Reproduce the essay on why people write, starting with "The second point" and going on through "my day job.", and swap "connoisseur" for "enthusiast".

### EXTRACT
───

Why write?

Why write, indeed.

I guess it’s different strokes for different folks, but I think it all comes down to just a few things:

  1. For a job
  2. For money (yes, I’m separating this from the first, because it can be a side project or hobby)
  3. For the love of it

And that’s probably about it, really.

Some of us have a day job that requires us to write – you may be in marketing, or a journalist, or – shock! – you might even be a novelist. Or you might simply write as part of your job – my day job in sales/consulting sees me writing presentations, demos, and all sorts of fun things fairly regularly.

The second point is a contentious one – for me, at least. At first, I had wanted to list this as “For a hobby”, but I really felt “For money” was more accurate.

Let me explain why.

For years, I thought of myself as a bit of a videogame connoisseur. I’d loved games all my life, had read the magazines, followed the news, and I thought I could do a better job than some of the peeps out there that do this for a day job (no offense to any of you that may be reading).

In some ways, I think I was right – I did do a pretty good job… from time to time. But I never pinned down WHY I wanted to do it. And for me, it boiled down to one thing – I wanted to make a name for myself. That is, I wanted to turn it into my day job.

But it’s not an easy job to GET. So I did the next best thing – writing reviews and the like as a hobby, first on my own website, and later for others. Yet it never satisfied me, and I think I realised why – finally! After all these years – I think it’s because I wasn’t writing about games because I LOVED writing about games. It was because I wanted to be something. Something I was never going to be.

When I realised this, I put the brakes on pretty hard. I did want to be a games reviewer, but I knew that, for several reasons, I couldn’t be one. So the effort I was putting in was actually being wasted, and was better placed elsewhere.

───

### SUPPLIED DATA
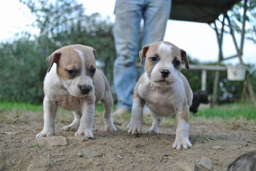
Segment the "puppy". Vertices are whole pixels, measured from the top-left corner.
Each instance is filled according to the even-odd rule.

───

### ANSWER
The second point is a contentious one – for me, at least. At first, I had wanted to list this as “For a hobby”, but I really felt “For money” was more accurate.

Let me explain why.

For years, I thought of myself as a bit of a videogame enthusiast. I’d loved games all my life, had read the magazines, followed the news, and I thought I could do a better job than some of the peeps out there that do this for a day job (no offense to any of you that may be reading).

In some ways, I think I was right – I did do a pretty good job… from time to time. But I never pinned down WHY I wanted to do it. And for me, it boiled down to one thing – I wanted to make a name for myself. That is, I wanted to turn it into my day job.